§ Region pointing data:
■ ■ ■ ■

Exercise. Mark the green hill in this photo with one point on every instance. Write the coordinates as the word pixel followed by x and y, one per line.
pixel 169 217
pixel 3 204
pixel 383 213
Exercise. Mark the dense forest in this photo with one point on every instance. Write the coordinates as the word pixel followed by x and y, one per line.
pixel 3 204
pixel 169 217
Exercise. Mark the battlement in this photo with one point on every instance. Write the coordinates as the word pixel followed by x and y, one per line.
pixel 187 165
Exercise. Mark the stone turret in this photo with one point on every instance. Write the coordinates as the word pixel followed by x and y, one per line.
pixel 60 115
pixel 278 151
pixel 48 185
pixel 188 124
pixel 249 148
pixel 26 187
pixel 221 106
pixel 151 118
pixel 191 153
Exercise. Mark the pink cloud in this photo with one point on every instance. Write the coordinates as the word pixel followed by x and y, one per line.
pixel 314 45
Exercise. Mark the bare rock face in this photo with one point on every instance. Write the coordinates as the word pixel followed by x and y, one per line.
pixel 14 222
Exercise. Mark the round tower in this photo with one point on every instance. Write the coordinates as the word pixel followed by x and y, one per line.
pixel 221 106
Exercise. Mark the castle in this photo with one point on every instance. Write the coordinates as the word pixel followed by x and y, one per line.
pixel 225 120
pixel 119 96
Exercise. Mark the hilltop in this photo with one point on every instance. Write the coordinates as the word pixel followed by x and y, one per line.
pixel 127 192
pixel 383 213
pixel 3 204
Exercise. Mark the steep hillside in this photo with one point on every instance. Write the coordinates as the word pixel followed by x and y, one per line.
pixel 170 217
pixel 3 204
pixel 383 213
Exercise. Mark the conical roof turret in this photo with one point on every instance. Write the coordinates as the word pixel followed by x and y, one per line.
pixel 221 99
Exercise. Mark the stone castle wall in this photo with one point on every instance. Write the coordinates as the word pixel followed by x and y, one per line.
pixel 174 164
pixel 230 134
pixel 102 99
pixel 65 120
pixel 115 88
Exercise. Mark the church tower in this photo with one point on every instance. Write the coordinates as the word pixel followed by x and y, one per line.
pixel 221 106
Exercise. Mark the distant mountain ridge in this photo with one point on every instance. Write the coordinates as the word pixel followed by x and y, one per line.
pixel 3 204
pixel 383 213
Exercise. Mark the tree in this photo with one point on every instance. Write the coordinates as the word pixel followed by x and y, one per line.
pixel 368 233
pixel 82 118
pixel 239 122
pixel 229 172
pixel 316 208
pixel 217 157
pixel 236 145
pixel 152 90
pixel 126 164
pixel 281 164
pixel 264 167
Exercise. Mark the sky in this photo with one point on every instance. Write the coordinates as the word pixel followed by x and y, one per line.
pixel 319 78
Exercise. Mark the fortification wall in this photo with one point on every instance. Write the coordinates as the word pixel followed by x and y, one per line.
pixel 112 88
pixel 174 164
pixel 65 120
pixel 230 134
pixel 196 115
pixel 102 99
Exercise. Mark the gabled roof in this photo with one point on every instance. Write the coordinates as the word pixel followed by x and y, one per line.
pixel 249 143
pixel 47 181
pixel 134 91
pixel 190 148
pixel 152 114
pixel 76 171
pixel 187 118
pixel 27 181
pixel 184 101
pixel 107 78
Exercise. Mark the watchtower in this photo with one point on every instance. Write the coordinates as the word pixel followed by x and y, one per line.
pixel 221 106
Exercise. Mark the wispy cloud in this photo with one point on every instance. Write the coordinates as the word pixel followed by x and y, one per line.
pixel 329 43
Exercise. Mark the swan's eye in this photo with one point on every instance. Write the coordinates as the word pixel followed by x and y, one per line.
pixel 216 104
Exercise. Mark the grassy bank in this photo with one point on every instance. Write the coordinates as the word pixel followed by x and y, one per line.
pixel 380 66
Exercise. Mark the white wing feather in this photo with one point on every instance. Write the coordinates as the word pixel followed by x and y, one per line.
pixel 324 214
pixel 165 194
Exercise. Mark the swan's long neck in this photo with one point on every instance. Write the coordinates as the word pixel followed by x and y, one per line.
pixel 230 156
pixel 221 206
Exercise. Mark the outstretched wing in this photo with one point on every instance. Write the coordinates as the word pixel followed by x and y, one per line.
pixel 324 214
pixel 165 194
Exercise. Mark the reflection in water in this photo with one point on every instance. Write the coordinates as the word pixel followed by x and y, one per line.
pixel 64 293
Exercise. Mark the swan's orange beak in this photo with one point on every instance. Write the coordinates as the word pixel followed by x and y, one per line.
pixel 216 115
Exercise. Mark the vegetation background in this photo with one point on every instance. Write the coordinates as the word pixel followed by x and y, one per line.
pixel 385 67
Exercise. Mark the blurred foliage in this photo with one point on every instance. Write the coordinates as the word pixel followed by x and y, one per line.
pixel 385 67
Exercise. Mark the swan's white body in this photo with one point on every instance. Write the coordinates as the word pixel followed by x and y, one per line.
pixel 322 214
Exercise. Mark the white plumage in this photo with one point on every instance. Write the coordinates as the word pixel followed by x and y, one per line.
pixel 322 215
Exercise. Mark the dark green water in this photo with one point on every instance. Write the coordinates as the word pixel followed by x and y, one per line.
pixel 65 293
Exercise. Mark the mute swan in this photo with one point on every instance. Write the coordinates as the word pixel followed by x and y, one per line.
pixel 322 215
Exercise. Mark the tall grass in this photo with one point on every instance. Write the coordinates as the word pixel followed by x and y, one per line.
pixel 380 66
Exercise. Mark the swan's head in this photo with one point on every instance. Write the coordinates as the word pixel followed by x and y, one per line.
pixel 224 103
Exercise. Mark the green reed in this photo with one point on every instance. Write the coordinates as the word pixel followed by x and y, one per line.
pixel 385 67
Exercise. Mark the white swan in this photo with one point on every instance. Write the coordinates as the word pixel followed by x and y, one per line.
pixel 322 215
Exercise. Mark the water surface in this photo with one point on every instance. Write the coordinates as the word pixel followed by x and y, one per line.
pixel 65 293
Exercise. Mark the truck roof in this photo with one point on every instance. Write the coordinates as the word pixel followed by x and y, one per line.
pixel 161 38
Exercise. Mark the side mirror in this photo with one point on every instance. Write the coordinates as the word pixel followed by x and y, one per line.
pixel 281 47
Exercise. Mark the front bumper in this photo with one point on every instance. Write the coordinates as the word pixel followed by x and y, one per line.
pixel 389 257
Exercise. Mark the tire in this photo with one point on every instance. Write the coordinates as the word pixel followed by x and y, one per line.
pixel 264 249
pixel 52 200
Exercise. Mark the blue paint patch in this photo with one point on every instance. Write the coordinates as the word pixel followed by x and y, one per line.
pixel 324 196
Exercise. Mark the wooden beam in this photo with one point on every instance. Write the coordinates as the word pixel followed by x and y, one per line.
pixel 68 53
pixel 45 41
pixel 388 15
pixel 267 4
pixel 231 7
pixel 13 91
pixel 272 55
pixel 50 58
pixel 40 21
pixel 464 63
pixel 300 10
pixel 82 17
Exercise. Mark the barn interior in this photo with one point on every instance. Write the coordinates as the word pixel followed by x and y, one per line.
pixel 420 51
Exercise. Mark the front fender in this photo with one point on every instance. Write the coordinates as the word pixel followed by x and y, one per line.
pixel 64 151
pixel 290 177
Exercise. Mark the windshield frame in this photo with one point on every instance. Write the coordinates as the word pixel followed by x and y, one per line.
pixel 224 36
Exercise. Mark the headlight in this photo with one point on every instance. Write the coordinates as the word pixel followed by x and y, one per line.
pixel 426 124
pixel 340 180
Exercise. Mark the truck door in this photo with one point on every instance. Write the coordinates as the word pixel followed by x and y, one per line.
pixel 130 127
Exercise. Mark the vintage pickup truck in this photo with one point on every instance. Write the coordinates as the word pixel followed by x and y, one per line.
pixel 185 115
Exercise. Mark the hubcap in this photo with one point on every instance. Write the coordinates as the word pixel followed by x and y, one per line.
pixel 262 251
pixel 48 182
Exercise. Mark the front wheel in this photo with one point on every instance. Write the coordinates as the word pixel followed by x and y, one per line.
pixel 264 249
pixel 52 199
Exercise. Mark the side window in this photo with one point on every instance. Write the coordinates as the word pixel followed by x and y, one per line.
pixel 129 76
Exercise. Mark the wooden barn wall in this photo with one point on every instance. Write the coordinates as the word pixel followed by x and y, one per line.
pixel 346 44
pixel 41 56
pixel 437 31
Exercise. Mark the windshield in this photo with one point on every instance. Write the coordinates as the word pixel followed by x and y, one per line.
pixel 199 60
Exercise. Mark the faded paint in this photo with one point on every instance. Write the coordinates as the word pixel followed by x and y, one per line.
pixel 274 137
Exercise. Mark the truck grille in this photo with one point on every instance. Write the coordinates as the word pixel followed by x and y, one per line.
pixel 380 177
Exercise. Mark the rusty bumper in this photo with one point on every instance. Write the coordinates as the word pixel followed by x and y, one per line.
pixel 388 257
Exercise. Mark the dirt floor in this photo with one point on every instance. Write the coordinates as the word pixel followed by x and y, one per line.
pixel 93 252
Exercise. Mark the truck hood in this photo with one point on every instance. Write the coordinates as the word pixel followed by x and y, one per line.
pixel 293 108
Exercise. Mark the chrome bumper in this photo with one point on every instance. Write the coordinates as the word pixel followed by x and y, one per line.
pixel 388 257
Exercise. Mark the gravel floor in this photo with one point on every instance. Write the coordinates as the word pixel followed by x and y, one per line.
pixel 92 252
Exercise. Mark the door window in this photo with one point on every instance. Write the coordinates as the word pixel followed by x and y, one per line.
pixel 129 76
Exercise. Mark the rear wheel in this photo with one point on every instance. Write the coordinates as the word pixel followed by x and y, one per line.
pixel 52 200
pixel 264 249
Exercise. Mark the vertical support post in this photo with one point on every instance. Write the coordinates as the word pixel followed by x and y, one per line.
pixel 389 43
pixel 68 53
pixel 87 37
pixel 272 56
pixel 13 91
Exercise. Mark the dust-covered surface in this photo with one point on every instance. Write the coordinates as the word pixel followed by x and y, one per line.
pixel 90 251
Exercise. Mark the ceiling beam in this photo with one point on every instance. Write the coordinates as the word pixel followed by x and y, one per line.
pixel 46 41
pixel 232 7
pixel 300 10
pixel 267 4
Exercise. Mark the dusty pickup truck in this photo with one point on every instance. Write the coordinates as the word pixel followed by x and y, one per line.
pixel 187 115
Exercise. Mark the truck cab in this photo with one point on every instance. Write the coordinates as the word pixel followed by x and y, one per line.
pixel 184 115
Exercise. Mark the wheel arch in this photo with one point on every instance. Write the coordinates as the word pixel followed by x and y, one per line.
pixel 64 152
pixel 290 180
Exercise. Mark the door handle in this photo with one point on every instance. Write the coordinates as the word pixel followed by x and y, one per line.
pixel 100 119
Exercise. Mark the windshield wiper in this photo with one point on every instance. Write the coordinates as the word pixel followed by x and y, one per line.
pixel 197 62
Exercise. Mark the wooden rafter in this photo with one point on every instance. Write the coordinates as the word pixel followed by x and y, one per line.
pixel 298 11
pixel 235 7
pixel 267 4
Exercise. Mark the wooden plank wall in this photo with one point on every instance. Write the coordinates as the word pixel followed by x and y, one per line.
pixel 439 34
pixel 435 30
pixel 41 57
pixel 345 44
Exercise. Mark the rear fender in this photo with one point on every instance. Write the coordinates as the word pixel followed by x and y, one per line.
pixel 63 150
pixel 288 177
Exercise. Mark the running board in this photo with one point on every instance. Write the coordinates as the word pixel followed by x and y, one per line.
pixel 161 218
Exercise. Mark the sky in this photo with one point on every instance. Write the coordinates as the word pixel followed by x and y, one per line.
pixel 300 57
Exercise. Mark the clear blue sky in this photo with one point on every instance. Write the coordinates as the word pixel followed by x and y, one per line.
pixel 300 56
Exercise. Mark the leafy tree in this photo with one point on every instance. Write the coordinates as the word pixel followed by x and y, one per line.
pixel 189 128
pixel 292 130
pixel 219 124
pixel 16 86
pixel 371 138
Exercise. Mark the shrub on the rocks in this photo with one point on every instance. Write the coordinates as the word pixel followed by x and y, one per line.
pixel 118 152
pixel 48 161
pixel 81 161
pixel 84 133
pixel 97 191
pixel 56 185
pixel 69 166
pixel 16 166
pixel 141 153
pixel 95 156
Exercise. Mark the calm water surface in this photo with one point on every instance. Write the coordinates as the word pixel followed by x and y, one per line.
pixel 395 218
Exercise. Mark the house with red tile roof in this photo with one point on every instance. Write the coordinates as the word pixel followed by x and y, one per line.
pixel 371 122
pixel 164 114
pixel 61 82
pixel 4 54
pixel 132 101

■ ■ ■ ■

§ BRIEF: I need exact copies of the lines from the one holding "Exercise. Mark the clear" through the end of the records above, and nothing beyond them.

§ RESPONSE TO THIS TASK:
Exercise. Mark the clear blue sky in this photo with one point on every instance. Write the coordinates as the word pixel followed by x and y, one per line.
pixel 300 56
Exercise. Mark the leafy tree in this photo with one point on every instance. Write the coordinates as the word pixel followed by x and y, one per line.
pixel 189 128
pixel 292 130
pixel 219 124
pixel 16 86
pixel 371 138
Exercise. Mark the shrub on the rocks in this photo with one point on every instance. Write the coordinates as the word pixel followed by x and y, one per line.
pixel 118 152
pixel 48 161
pixel 81 161
pixel 84 133
pixel 97 191
pixel 56 185
pixel 69 166
pixel 16 166
pixel 141 153
pixel 95 156
Exercise. Mark the calm water surface in this photo with one point on every instance. Write the coordinates as the word pixel followed by x and y, one per line.
pixel 395 218
Exercise. Mark the house with red tile roof in this photo with one point on every instance. Write the coordinates as the word pixel followed by x and y, one per line.
pixel 371 122
pixel 164 114
pixel 61 82
pixel 4 54
pixel 132 101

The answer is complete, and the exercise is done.